■ Exercise aim ■
Answer these questions from the text on writing the Lord's name on the body:
1. Which verse of Leviticus is cited as prohibiting tattooing?
2. Whose research examines the evidence for this practice?
3. Which verse does the study propose reading literally rather than as a metaphor?

Skip to main content
02.02.2021 | כ שבט התשפא

"And put my name upon the children of Israel."

Writing the Lord’s name on the bodies of Jews throughout the ages: from Biblical times to the early Middle Ages

Image
דת

For two millennia, Jews have imprinted signs and inscriptions on their bodies. Although the Bible prohibits tattooing (Leviticus 19:28: "Ye shall not make any cuttings in your flesh for the dead, nor imprint any marks upon you"), there were Jews who wrote the Lord’s name on their bodies, apparently with ink. Prof. Meir Bar-Ilan's research examines the evidence for this practice.

Examples attesting to the writing of the Lord’s name on the arm or on the forehead include: Cain’s mark in Genesis 4:15; the book of Ezekiel 9: 4-6: "…and set a mark upon the foreheads of the men…"; Isaiah 44: 5: "... and another shall write (on) his hand unto the Lord, and surname himself by the Name of Israel "; and it is said to the high priest as well as in Exodus 39:30. It is possible that the practice developed among clerics, and only later spread among the common people. The study suggests reading the verse "So shall they put my Name upon the children of Israel, and I shall bless them" (Numbers 6:27) literally, and not as a metaphor.

■ Source data ■
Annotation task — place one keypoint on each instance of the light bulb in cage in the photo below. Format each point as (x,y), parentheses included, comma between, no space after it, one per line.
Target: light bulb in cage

■ Answer section ■
1. Leviticus 19:28
2. Prof. Meir Bar-Ilan's
3. Numbers 6:27